_Problem description:_
Extract every line of the records below that contains the word "flower".

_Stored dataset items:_
_____
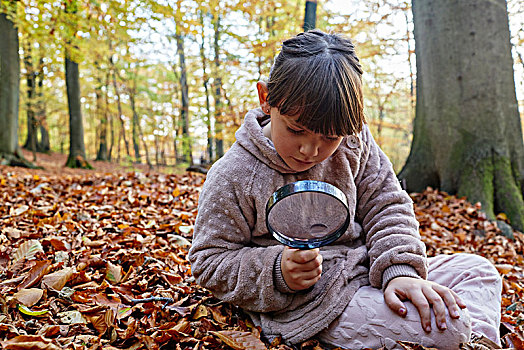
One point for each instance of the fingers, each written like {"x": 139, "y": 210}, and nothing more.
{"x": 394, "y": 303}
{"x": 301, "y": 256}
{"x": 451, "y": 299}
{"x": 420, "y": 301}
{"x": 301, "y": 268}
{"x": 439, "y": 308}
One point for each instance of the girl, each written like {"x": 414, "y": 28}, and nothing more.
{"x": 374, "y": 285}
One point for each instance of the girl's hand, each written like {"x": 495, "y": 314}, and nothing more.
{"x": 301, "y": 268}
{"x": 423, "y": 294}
_____
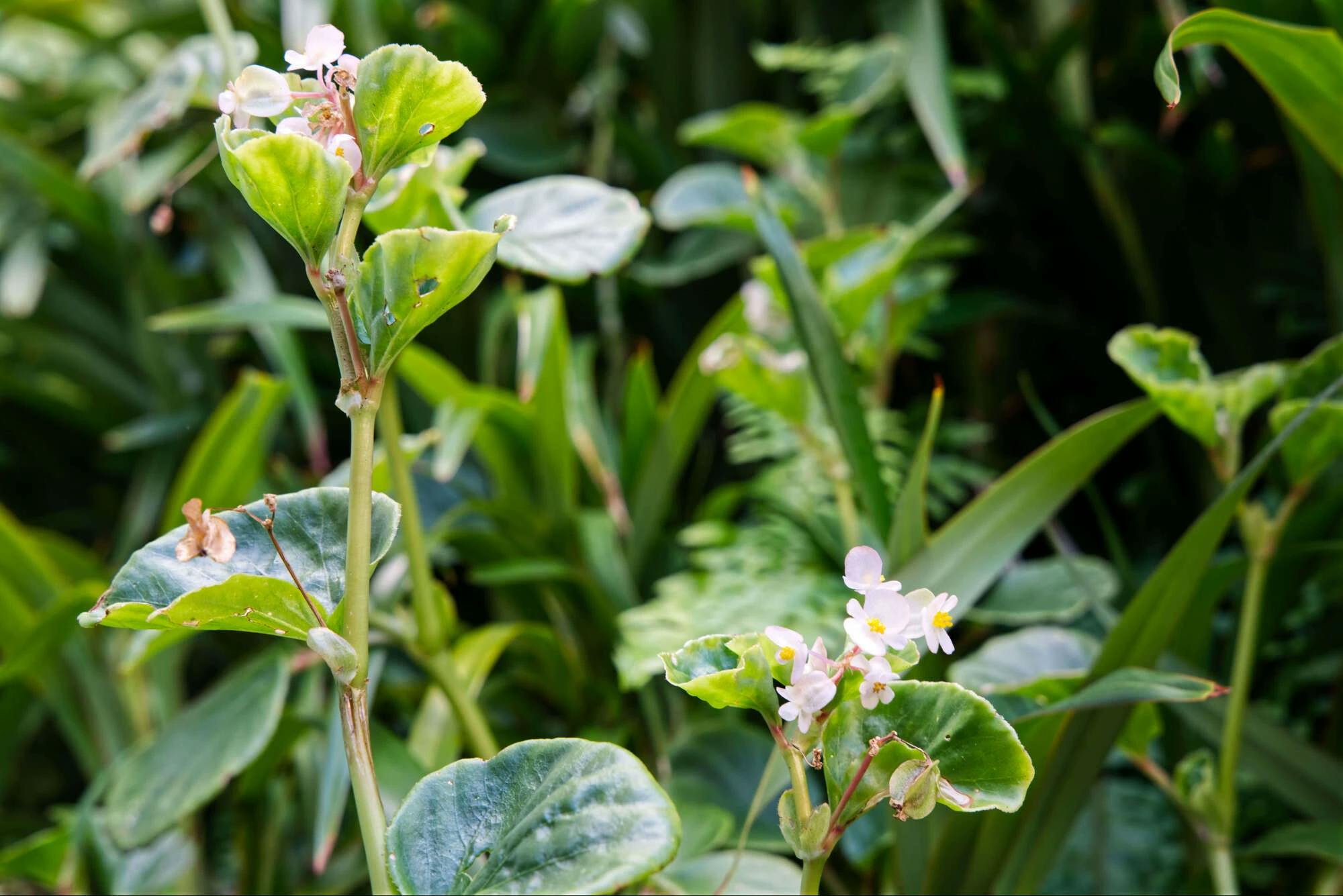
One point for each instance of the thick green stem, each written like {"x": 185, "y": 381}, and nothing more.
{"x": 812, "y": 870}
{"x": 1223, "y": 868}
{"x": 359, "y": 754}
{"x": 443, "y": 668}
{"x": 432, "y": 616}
_____
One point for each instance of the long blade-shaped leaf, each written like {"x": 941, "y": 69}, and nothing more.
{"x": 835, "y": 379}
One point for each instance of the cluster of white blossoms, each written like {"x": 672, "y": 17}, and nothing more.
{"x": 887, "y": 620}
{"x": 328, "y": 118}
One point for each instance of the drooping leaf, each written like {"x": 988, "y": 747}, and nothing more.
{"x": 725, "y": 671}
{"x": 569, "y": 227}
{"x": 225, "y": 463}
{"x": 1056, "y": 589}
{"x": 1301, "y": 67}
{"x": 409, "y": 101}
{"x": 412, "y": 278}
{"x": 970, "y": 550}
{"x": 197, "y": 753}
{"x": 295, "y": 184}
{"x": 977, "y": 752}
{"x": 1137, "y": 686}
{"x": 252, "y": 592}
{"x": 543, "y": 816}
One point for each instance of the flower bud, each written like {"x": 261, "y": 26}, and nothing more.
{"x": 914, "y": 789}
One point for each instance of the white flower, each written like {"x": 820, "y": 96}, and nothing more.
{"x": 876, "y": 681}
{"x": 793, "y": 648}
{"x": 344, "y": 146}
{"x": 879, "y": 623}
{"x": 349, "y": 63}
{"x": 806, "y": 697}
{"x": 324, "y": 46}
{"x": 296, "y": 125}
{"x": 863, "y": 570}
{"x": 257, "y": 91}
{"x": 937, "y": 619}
_____
_Solution to this exercise:_
One point for each instance of the flower bud, each written like {"x": 261, "y": 26}, and nothing more.
One point for each instance of the white flower, each written like {"x": 820, "y": 96}, and nothing more.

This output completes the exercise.